**Task objective**
Nothing may be dropped. Retype the whole listing exactly.

___ Records supplied ___

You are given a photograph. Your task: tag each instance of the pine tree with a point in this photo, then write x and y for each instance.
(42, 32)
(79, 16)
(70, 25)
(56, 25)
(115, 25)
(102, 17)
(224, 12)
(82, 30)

___

**Answer to the exercise**
You are given a photograph. Your task: tag each instance of the pine tree with a point in this photo, then write x and y for each instance.
(42, 32)
(79, 16)
(70, 25)
(56, 25)
(115, 25)
(102, 17)
(224, 12)
(82, 30)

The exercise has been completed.